**** Text passage ****


    Neither approach is laborious. You just need to understand the hows and whys, and that’s why we offer individually tailored nutrition coaching. Get in touch to enquire about that.


  • Knowledge Blog


    - by Imtiaz

    What is the most common response to “I need to lose weight”? “I need to eat less,” of course. So, using people who frequently train at high intensities as an example, let’s look at what happens when you eat less in an effort to shed weight.

    The first thing that happens is naturally consuming less energy than the body needs. This is often achieved by guesstimating how many calories you expend on average, and calculating how many calories you need to consume to stay in a calorie deficit (burn more than you consume). More often than not, however, people stick a wet thumb in the air to feel which way the wind is blowing to find out which and how much food needs to be cut in order to lose weight – crash dieting.

    You continue trying to train regularly, even though you’re barely making it through workouts thanks to your lack of food intake. But you’re burning more calories and eating less so it’s all good, right?

**** Material supplied ****

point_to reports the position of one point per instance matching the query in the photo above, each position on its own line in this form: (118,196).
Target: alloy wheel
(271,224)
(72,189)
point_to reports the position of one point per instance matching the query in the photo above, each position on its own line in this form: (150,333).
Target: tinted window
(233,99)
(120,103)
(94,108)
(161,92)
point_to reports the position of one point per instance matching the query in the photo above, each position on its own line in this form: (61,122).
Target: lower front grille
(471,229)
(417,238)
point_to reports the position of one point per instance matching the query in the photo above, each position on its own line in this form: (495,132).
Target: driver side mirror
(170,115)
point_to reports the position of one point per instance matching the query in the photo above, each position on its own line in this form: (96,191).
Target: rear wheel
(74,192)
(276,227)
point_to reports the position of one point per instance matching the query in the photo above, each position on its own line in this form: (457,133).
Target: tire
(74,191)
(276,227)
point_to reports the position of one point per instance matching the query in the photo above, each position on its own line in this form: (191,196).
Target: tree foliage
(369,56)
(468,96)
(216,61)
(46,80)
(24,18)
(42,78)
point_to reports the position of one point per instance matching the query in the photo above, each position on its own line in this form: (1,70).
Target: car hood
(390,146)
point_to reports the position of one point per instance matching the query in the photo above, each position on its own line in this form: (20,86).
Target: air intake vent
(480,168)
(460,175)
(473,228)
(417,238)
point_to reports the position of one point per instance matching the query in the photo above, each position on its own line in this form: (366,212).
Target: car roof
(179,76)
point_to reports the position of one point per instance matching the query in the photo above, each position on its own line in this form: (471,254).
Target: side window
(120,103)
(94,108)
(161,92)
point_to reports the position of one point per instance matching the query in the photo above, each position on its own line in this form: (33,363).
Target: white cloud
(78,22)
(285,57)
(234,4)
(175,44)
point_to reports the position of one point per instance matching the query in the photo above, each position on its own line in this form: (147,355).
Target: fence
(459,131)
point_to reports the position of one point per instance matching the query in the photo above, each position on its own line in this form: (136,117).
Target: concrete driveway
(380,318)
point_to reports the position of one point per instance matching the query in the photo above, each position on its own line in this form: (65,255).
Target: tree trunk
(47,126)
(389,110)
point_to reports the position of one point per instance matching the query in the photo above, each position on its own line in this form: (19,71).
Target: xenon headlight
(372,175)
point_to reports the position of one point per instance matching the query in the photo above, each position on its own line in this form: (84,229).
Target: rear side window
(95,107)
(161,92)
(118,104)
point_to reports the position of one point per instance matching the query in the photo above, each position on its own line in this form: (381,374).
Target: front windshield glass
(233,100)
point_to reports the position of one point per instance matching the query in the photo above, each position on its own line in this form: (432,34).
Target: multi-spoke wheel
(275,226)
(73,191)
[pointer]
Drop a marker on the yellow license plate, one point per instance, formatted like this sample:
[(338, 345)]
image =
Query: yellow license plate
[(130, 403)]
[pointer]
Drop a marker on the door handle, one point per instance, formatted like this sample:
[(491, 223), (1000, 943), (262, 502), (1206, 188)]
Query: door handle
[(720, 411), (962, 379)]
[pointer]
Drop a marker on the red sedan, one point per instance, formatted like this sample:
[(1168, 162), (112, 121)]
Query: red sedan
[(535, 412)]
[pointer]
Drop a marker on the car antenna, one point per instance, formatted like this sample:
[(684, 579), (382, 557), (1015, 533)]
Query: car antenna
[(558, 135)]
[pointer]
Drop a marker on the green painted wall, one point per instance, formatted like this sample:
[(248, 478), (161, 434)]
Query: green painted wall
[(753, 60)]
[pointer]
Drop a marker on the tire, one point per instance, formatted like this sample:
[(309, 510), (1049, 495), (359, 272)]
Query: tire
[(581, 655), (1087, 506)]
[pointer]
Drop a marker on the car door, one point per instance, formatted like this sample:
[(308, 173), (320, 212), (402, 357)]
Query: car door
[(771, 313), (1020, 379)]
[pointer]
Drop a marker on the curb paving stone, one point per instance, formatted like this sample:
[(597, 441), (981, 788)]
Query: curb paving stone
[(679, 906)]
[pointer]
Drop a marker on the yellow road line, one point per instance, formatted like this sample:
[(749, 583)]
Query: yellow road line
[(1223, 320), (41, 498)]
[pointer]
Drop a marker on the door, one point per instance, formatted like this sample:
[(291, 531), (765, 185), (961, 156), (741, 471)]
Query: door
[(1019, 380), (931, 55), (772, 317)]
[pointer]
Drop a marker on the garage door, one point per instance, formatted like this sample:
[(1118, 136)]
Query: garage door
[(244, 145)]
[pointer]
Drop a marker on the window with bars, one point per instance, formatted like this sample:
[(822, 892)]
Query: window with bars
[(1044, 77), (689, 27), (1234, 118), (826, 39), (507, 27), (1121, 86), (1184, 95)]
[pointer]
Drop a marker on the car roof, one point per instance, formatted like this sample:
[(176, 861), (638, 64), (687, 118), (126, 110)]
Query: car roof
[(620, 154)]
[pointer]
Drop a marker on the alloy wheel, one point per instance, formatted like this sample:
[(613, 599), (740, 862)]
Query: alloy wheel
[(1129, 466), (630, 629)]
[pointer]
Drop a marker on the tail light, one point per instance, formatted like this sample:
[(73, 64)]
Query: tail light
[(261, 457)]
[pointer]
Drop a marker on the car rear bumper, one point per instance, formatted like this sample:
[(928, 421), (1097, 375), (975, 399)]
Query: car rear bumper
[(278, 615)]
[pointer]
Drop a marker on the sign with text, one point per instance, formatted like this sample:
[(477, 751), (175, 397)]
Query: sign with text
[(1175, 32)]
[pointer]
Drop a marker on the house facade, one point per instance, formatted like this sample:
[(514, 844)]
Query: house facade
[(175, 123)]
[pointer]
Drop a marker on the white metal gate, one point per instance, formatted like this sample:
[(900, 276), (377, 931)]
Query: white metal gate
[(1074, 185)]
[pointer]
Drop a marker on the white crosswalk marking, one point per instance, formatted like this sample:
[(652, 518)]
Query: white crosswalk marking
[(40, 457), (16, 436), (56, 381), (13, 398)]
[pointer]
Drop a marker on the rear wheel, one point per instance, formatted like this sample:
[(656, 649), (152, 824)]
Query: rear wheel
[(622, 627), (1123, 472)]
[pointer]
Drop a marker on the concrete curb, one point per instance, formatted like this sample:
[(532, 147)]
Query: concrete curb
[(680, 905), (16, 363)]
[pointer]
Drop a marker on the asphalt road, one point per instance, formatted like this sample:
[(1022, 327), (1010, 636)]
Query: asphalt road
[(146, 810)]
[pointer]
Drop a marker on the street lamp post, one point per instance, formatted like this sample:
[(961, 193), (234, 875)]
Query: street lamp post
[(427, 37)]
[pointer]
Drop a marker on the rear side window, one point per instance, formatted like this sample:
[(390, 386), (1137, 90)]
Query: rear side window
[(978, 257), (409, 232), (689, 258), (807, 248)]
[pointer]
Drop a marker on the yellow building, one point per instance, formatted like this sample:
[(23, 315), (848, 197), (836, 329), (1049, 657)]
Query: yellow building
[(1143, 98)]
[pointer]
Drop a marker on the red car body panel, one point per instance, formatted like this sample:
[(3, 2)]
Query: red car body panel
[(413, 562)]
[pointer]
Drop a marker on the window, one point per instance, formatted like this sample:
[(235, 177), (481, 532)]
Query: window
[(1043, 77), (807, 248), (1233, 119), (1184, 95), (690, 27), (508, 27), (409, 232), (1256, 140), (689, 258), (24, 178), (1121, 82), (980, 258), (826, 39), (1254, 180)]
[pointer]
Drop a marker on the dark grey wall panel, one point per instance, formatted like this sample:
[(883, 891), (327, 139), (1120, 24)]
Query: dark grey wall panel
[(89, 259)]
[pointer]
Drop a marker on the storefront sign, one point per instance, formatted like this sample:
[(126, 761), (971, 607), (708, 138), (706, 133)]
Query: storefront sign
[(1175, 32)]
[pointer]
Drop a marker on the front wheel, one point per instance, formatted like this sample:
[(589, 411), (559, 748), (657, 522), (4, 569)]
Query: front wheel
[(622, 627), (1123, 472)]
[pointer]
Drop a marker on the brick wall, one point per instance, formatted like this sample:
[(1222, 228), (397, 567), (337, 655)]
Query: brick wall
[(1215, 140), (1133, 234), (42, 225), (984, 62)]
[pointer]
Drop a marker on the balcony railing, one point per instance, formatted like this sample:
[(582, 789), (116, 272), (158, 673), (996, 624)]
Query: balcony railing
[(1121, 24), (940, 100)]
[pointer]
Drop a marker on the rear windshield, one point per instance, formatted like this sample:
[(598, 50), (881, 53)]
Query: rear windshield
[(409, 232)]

****

Task:
Answer these questions about the text on eating less to lose weight:
(a) What kind of coaching does the text say is offered?
(b) How does the text define a calorie deficit?
(c) What term does the text use for guessing which foods, and how much, to cut?

Task response:
(a) Individually tailored nutrition coaching.
(b) Burning more calories than you consume.
(c) Crash dieting.